**Problem to work on**
Pictures aside, repeat all the entries below exactly as they appear.

++++++++++

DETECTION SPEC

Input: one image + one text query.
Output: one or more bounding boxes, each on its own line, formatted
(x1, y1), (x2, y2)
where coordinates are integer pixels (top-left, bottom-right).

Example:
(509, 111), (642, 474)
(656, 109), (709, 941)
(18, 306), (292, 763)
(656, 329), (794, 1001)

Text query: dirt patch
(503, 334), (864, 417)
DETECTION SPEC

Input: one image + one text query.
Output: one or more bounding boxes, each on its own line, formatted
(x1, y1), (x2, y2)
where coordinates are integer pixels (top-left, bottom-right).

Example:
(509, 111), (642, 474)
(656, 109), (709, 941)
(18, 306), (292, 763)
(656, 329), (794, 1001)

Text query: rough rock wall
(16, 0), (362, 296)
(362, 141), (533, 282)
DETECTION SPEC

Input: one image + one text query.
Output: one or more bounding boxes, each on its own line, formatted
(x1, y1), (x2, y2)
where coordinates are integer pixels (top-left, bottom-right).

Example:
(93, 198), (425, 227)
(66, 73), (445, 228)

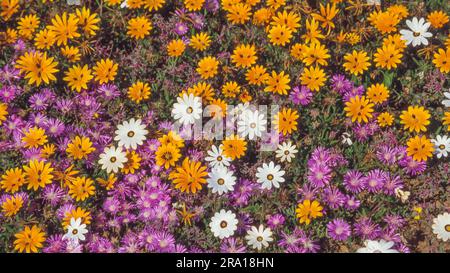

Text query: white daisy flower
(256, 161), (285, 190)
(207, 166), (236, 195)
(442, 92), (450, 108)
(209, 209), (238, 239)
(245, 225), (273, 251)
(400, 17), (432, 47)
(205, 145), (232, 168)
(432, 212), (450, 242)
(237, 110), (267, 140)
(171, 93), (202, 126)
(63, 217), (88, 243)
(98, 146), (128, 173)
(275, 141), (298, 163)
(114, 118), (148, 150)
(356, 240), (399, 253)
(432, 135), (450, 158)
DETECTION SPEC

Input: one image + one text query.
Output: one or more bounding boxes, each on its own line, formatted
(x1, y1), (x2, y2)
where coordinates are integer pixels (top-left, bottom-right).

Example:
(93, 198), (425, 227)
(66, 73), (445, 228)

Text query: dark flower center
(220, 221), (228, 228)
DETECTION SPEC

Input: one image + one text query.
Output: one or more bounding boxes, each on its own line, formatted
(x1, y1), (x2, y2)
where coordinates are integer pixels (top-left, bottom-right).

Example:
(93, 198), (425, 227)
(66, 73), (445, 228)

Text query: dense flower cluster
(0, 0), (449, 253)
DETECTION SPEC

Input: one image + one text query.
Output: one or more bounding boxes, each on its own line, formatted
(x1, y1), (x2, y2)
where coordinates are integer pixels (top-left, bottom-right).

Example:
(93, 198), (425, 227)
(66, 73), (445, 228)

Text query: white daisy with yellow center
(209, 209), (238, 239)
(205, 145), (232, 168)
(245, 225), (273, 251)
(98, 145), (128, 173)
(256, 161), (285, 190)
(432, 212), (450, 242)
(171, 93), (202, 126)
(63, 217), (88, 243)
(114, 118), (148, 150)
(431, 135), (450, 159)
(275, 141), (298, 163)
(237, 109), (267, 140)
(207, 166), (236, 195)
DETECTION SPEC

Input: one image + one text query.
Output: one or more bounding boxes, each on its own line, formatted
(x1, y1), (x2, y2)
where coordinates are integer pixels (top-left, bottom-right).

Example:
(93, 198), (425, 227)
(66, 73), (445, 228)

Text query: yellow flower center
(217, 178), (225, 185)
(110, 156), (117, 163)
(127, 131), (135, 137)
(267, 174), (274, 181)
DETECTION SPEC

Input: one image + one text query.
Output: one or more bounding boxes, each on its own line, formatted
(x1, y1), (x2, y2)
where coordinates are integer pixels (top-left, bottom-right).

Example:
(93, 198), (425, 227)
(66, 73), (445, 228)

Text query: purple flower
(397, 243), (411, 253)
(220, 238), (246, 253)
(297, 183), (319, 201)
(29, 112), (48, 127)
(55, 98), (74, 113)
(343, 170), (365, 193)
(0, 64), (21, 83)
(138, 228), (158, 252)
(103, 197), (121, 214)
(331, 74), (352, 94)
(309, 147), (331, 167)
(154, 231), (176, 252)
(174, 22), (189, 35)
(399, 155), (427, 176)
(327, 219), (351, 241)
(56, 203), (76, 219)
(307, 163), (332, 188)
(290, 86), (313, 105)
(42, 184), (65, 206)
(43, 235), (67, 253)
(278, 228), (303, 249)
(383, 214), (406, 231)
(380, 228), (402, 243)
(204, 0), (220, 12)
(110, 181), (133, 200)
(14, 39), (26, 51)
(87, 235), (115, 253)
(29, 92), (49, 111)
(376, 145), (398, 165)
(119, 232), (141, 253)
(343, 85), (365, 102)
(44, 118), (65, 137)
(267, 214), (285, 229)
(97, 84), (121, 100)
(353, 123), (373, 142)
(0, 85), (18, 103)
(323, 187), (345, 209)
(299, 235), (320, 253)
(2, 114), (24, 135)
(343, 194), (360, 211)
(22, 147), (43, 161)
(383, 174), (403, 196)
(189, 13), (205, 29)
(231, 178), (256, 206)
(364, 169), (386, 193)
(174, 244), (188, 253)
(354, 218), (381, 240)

++++++++++

**Output**
DETECTION SPEC

Input: one image + one text query.
Output: one or more bounding boxes, each on its own line, formatted
(x1, y1), (x2, y2)
where coordinates are integer pixels (top-left, bottom-right).

Example:
(509, 111), (642, 474)
(656, 109), (709, 941)
(18, 306), (292, 763)
(656, 329), (794, 1001)

Text query: dirt patch
(503, 334), (864, 417)
DETECTION SPEC

Input: one image + one text query.
Output: one or more bounding boxes, each on its own line, formatted
(x1, y1), (x2, y2)
where coordinates are integer pixels (top-left, bottom-right).

Example:
(509, 111), (642, 474)
(656, 109), (709, 941)
(18, 306), (292, 763)
(656, 329), (794, 1001)

Text query: rough rock wall
(16, 0), (362, 296)
(362, 141), (533, 282)
DETECTION SPEC

Input: one image + one text query.
Output: one or more bounding boxes, each on its own line, formatted
(x1, y1), (x2, y2)
where coordinates are integer pixels (top-left, bottom-right).

Example:
(93, 198), (425, 227)
(66, 73), (445, 228)


Text query: white daisy flower
(256, 161), (285, 190)
(207, 166), (236, 195)
(442, 92), (450, 108)
(209, 209), (238, 239)
(245, 225), (273, 251)
(400, 17), (432, 47)
(205, 145), (232, 168)
(432, 212), (450, 242)
(237, 110), (267, 140)
(171, 93), (202, 126)
(63, 217), (88, 243)
(98, 146), (128, 173)
(275, 141), (298, 163)
(114, 118), (148, 150)
(356, 240), (399, 253)
(432, 135), (450, 158)
DETECTION SPEC

Input: one image + one text query.
Output: one or more bounding boxes, each on its own line, formatted
(x1, y1), (x2, y2)
where coordinates are integer pixels (top-left, bottom-right).

Example:
(93, 198), (425, 227)
(66, 73), (445, 228)

Text query: dark flower center
(220, 221), (228, 228)
DETECTION SPEC

Input: one image + one text query.
Output: one or more bounding boxes, each on its own line, formatted
(x1, y1), (x2, y2)
where coordinates are integer pixels (top-left, bottom-right).

Example:
(93, 198), (425, 227)
(66, 73), (445, 228)

Text query: dense flower cluster
(0, 0), (449, 253)
DETECTION SPEC

Input: one image + one text query.
Output: one or more bounding boxes, each on its own line, formatted
(x1, y1), (x2, y2)
where coordinates are integer pixels (top-left, bottom-right).

Example:
(93, 198), (425, 227)
(66, 73), (445, 228)

Text query: white daisy with yellow center
(209, 209), (238, 239)
(205, 145), (232, 168)
(245, 225), (273, 251)
(98, 145), (128, 173)
(256, 161), (285, 190)
(432, 212), (450, 242)
(171, 93), (202, 126)
(63, 217), (88, 243)
(114, 118), (148, 150)
(431, 135), (450, 159)
(275, 141), (298, 163)
(237, 109), (267, 140)
(207, 166), (236, 195)
DETECTION SPEC

Input: one image + one text query.
Output: one or more bounding boxes, each on its own line, formatted
(x1, y1), (x2, y2)
where coordinates are integer pixels (top-left, bottom-right).

Example:
(93, 198), (425, 227)
(66, 73), (445, 228)

Text query: yellow flower center
(217, 178), (225, 185)
(110, 156), (117, 163)
(127, 131), (135, 137)
(267, 174), (274, 181)
DETECTION SPEC

Input: one image + one text query.
Output: one or more bounding boxes, each on its own line, formatted
(x1, y1), (x2, y2)
where coordinates are integer pixels (top-left, bottom-right).

Example:
(93, 198), (425, 227)
(66, 73), (445, 228)

Text query: purple flower
(397, 243), (411, 253)
(220, 238), (246, 253)
(297, 183), (319, 201)
(29, 112), (48, 127)
(55, 98), (74, 113)
(343, 170), (365, 193)
(0, 64), (21, 83)
(138, 228), (158, 252)
(103, 197), (121, 214)
(331, 74), (352, 94)
(309, 147), (331, 167)
(154, 231), (176, 252)
(174, 22), (189, 35)
(399, 155), (427, 176)
(327, 219), (351, 241)
(56, 203), (76, 219)
(307, 163), (332, 188)
(290, 86), (313, 105)
(42, 184), (65, 206)
(43, 235), (67, 253)
(278, 228), (303, 249)
(383, 214), (406, 231)
(380, 228), (402, 243)
(204, 0), (220, 12)
(110, 181), (133, 200)
(14, 39), (26, 51)
(87, 235), (115, 253)
(29, 92), (49, 111)
(376, 145), (398, 165)
(119, 232), (141, 253)
(343, 85), (365, 102)
(44, 118), (65, 137)
(267, 214), (285, 229)
(97, 84), (121, 100)
(353, 123), (373, 142)
(0, 85), (18, 103)
(323, 187), (345, 209)
(299, 235), (320, 253)
(2, 114), (24, 135)
(343, 194), (360, 211)
(22, 147), (43, 161)
(383, 174), (403, 196)
(189, 13), (205, 29)
(231, 178), (256, 206)
(364, 169), (386, 193)
(174, 244), (188, 253)
(354, 218), (381, 240)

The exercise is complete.